[Task requirements]:
Without any of the pictures, print every record below exactly.
-- Study material follows --
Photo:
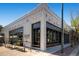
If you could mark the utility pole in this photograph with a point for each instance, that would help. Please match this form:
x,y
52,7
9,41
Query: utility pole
x,y
62,34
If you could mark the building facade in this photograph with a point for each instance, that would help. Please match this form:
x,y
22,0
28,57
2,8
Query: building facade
x,y
40,29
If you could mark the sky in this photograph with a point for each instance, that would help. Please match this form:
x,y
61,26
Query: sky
x,y
10,12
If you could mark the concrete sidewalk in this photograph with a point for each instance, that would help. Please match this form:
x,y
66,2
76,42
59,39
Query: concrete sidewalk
x,y
75,51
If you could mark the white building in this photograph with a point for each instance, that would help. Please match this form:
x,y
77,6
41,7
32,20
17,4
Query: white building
x,y
40,29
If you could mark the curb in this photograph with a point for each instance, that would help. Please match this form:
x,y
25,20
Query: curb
x,y
75,51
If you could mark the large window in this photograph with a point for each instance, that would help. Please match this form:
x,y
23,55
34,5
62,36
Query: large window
x,y
16,36
53,37
36,34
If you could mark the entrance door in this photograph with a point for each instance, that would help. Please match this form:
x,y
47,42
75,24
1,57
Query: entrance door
x,y
36,35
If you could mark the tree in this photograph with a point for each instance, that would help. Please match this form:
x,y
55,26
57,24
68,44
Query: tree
x,y
1,27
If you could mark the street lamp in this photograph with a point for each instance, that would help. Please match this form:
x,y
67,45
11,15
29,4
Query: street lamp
x,y
62,35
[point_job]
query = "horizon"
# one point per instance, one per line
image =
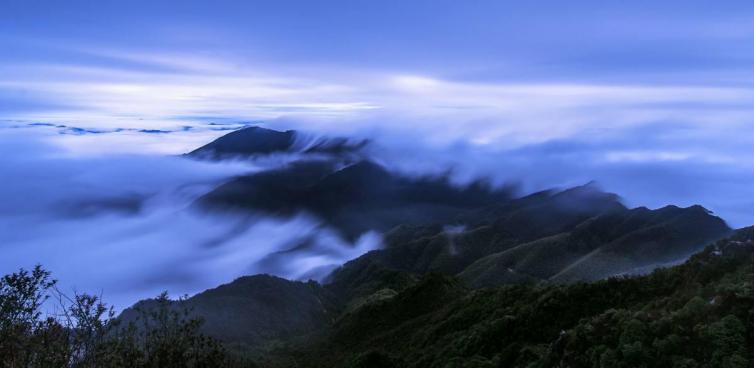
(655, 102)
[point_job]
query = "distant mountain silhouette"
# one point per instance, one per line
(255, 141)
(255, 310)
(353, 199)
(440, 242)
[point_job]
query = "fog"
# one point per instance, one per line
(123, 225)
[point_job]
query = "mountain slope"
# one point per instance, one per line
(254, 141)
(605, 245)
(257, 310)
(577, 234)
(353, 199)
(697, 314)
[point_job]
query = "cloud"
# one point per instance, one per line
(123, 225)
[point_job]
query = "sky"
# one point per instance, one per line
(653, 100)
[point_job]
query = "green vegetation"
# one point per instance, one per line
(699, 314)
(81, 331)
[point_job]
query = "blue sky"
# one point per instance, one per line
(621, 92)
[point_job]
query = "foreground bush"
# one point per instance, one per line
(81, 331)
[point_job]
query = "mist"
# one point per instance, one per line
(123, 226)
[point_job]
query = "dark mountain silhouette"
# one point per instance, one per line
(469, 275)
(353, 199)
(255, 141)
(257, 310)
(692, 315)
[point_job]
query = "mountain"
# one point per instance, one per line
(697, 314)
(475, 277)
(256, 310)
(354, 198)
(255, 141)
(545, 237)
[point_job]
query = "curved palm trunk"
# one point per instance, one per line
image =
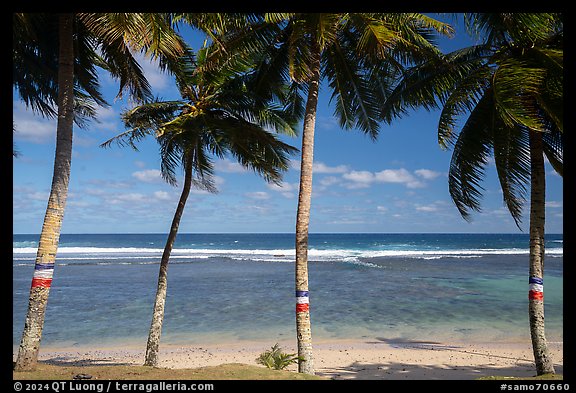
(50, 235)
(542, 357)
(303, 325)
(158, 315)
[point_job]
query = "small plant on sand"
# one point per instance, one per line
(276, 359)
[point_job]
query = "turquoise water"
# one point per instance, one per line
(223, 287)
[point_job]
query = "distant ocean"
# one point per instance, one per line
(230, 287)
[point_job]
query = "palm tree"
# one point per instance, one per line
(359, 55)
(510, 87)
(218, 115)
(55, 60)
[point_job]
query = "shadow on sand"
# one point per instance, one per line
(415, 370)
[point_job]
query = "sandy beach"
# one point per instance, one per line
(371, 359)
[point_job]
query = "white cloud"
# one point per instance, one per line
(329, 181)
(131, 197)
(427, 174)
(162, 195)
(427, 208)
(364, 179)
(258, 195)
(288, 190)
(148, 176)
(320, 167)
(228, 166)
(554, 204)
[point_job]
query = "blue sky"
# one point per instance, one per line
(396, 184)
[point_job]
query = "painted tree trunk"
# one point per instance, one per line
(153, 343)
(303, 324)
(542, 357)
(50, 235)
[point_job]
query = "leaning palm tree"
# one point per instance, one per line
(359, 55)
(510, 87)
(218, 115)
(55, 60)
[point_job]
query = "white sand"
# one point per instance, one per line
(340, 359)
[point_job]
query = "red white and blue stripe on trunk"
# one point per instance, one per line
(43, 273)
(536, 291)
(302, 301)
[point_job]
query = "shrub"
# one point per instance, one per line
(276, 359)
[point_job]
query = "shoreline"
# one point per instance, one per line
(369, 359)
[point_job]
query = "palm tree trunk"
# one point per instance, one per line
(303, 325)
(542, 357)
(158, 316)
(50, 235)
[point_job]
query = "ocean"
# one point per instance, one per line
(235, 287)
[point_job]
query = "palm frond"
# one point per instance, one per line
(470, 157)
(512, 159)
(515, 87)
(554, 149)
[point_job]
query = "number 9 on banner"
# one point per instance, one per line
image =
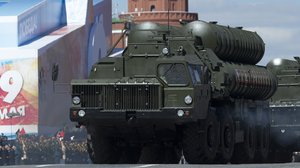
(11, 82)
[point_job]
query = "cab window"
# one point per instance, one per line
(196, 74)
(173, 74)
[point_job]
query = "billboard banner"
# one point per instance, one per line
(18, 95)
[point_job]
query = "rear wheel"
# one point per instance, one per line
(227, 138)
(130, 154)
(152, 154)
(245, 152)
(264, 140)
(201, 140)
(102, 148)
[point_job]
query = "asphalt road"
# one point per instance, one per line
(286, 165)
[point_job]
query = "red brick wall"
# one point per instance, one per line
(160, 5)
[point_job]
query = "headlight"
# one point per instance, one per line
(188, 99)
(76, 100)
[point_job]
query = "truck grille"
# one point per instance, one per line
(118, 97)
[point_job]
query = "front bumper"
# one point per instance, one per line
(100, 116)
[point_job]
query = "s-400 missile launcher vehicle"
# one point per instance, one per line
(285, 109)
(192, 91)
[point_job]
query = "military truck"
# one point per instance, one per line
(285, 108)
(193, 91)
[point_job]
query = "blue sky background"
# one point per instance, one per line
(276, 21)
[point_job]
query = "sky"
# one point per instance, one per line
(276, 21)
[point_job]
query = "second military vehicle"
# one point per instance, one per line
(285, 109)
(191, 91)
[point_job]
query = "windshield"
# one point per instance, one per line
(173, 74)
(195, 71)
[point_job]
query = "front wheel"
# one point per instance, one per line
(201, 140)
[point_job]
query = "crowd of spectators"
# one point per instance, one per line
(39, 149)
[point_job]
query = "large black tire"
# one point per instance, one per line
(102, 148)
(263, 140)
(201, 140)
(130, 154)
(152, 154)
(227, 138)
(245, 152)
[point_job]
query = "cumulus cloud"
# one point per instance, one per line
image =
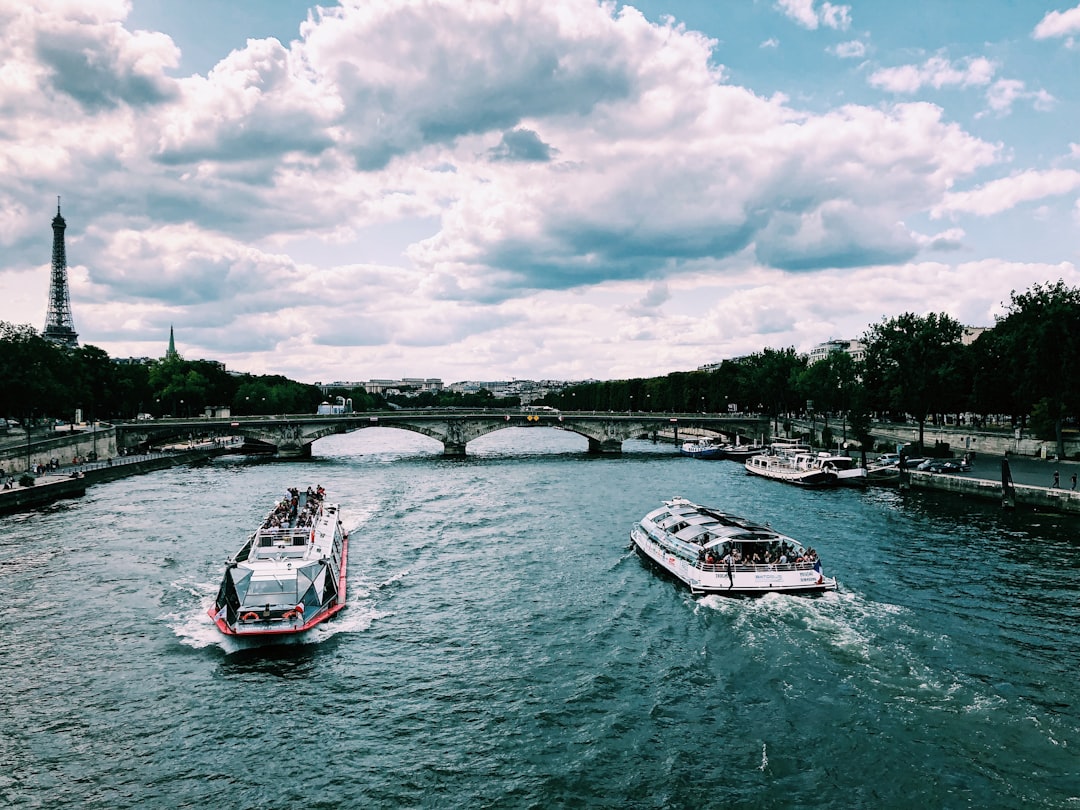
(575, 160)
(936, 72)
(1006, 92)
(1058, 24)
(1007, 192)
(851, 50)
(523, 145)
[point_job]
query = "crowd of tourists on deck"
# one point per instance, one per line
(288, 513)
(771, 554)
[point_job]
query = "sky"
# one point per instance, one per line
(530, 189)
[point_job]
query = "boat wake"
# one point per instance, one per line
(194, 629)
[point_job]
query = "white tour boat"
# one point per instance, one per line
(715, 552)
(802, 469)
(704, 447)
(289, 575)
(848, 473)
-- Study material concluded --
[Exercise response]:
Photo:
If you could mark the utility pole in this photograph with a point for each instance, that would help. Please match this form:
x,y
52,7
9,41
Query: utility pole
x,y
62,34
If you could mark the building facade in this photograph with a point for each instance, that would help. Please match this form:
x,y
22,0
28,57
2,8
Query: building facade
x,y
40,29
If you could mark the sky in this photograph with a point for each instance, that would help. Please match this form:
x,y
61,26
Query: sky
x,y
10,12
If you could mark the concrete sidewalk in this photograph with a point for each instance, that would help. Please match this form:
x,y
66,2
76,42
59,39
Query: concrete sidewalk
x,y
75,51
If you could mark the white building in this photograph with a point for each instance, that would help. Please match this form:
x,y
77,6
41,7
32,20
17,4
Query: white building
x,y
40,29
If you could mark the curb in this photograph with a point for each instance, that would help. Please match this form:
x,y
25,20
Query: curb
x,y
75,51
If you could mark the large window in this photograph with a point for each instance, that would help. Please match this form:
x,y
23,55
34,5
62,36
Query: large window
x,y
16,36
53,37
36,34
If you could mark the entrance door in this photograph with a point for each instance, that would help. Please match this form:
x,y
47,42
75,24
1,57
Query: entrance door
x,y
36,35
If you could mark the tree in this photograph with a point for each instance, that would help. Please match this form:
x,y
55,26
57,24
68,44
Query: tree
x,y
1,27
If you could mark the street lamp in this photograph with a point for each instance, that would help. Please match this form:
x,y
67,45
11,15
29,4
Query: street lamp
x,y
62,35
[point_job]
query = "horizon"
# one point per instance, one per line
image =
(655, 102)
[point_job]
query = "distant mountain silhouette"
# one point per instance, one per line
(255, 141)
(255, 310)
(353, 199)
(440, 242)
[point_job]
query = "fog"
# one point per instance, one per line
(123, 225)
[point_job]
query = "mountain slope"
# one point per instance, one per line
(254, 141)
(605, 245)
(257, 310)
(577, 234)
(353, 199)
(697, 314)
[point_job]
query = "cloud"
# one point per instance, one per line
(123, 225)
[point_job]
query = "sky"
# one point per instance, one per line
(653, 100)
[point_job]
query = "green vegetation"
# one point per instance, one per line
(699, 314)
(81, 331)
[point_job]
query = "blue sky"
# one point per instance, one per line
(621, 92)
[point_job]
query = "foreground bush"
# one point per instance, one per line
(81, 331)
[point_job]
query = "mist"
# one point per instance, one per line
(123, 226)
[point_job]
query = "dark mountain silhouette"
# one point per instance, one per line
(469, 275)
(353, 199)
(255, 141)
(257, 310)
(692, 315)
[point_job]
query = "mountain"
# one point per instance, one per line
(697, 314)
(475, 277)
(256, 310)
(354, 198)
(255, 141)
(545, 237)
[point_job]
query = "curved palm trunk"
# one point per instance, one per line
image =
(50, 235)
(542, 357)
(303, 325)
(158, 315)
[point_job]
query = "small plant on sand"
# one point per instance, one per line
(276, 359)
[point_job]
query = "turquoise water"
# one point per instance, one per line
(223, 287)
[point_job]
query = "distant ocean"
# one point per instance, one per line
(230, 287)
[point_job]
query = "palm tree"
# one point per instance, one per line
(359, 55)
(510, 87)
(218, 115)
(55, 60)
[point_job]
query = "shadow on sand"
# one point per instance, one per line
(415, 370)
[point_job]
query = "sandy beach"
# one point per instance, one per line
(371, 359)
[point_job]
query = "white cloud"
# one point per instance, one per line
(329, 181)
(131, 197)
(427, 174)
(162, 195)
(427, 208)
(364, 179)
(258, 195)
(288, 190)
(148, 176)
(320, 167)
(228, 166)
(554, 204)
[point_job]
query = "blue sky"
# one point per instance, one per line
(396, 184)
[point_job]
query = "painted tree trunk"
# one point per instance, one per line
(153, 343)
(303, 324)
(542, 357)
(50, 235)
[point_job]
query = "leaning palm tree"
# one point per instance, one per line
(359, 55)
(510, 87)
(218, 115)
(55, 60)
[point_job]
query = "white sand"
# one point per instance, one per line
(340, 359)
[point_job]
query = "red white and blue stripe on trunk"
# one point per instance, one per line
(43, 273)
(536, 291)
(302, 301)
[point_job]
query = "shrub"
# one point per instance, one per line
(276, 359)
[point_job]
query = "shoreline"
# one point per instance, one per line
(369, 359)
[point_job]
query = "palm tree trunk"
# one point per instance, one per line
(303, 325)
(542, 357)
(158, 316)
(50, 235)
[point_job]
query = "ocean"
# one point per instance, one per line
(235, 287)
[point_job]
query = "palm frond"
# one point per instance, one per line
(470, 157)
(512, 159)
(515, 87)
(554, 149)
[point_job]
query = "number 9 on banner"
# one point per instance, one per line
image =
(11, 82)
[point_job]
query = "cab window"
# one point per instance, one per line
(196, 74)
(173, 74)
[point_job]
query = "billboard banner"
# one point per instance, one per line
(18, 95)
[point_job]
query = "rear wheel"
# one point per instance, one per line
(227, 138)
(130, 154)
(152, 154)
(245, 152)
(264, 140)
(201, 140)
(102, 148)
[point_job]
query = "asphalt road"
# one point per instance, one per line
(286, 165)
[point_job]
query = "red brick wall"
# one point per instance, one per line
(160, 5)
[point_job]
query = "headlight"
# one point per instance, one per line
(188, 99)
(76, 100)
[point_job]
query = "truck grille"
# one point per instance, one per line
(118, 97)
[point_job]
query = "front bumper"
# one point per instance, one per line
(100, 116)
[point_job]
query = "s-400 missile launcher vehicle"
# one point per instance, one per line
(285, 109)
(192, 91)
[point_job]
query = "military truck"
# one point per instance, one per line
(285, 108)
(193, 91)
[point_job]
query = "blue sky background"
# one point per instance, one per line
(276, 21)
[point_job]
query = "sky"
# one point per instance, one per line
(276, 21)
[point_job]
query = "second military vehicle"
# one point per instance, one per line
(285, 109)
(191, 91)
[point_job]
query = "windshield"
# one point per instance, one per line
(173, 74)
(195, 71)
[point_job]
query = "front wheel"
# one point per instance, one per line
(201, 140)
[point_job]
query = "crowd of spectators"
# one point per instance, one per line
(39, 149)
[point_job]
query = "large black tire"
# one point per instance, one per line
(102, 148)
(263, 140)
(201, 140)
(130, 154)
(152, 154)
(227, 138)
(245, 152)
[point_job]
query = "cumulus cloud"
# one point per instance, one per line
image =
(575, 160)
(936, 72)
(1006, 92)
(1058, 24)
(1007, 192)
(851, 50)
(523, 145)
[point_job]
query = "crowd of tourists on deck"
# one point per instance, one per line
(288, 513)
(771, 554)
[point_job]
query = "sky"
# one point per instance, one per line
(530, 189)
[point_job]
query = "boat wake"
# one point per instance, one per line
(194, 629)
[point_job]
query = "white tour boat"
# one point per instance, one per line
(715, 552)
(802, 469)
(704, 447)
(289, 575)
(848, 473)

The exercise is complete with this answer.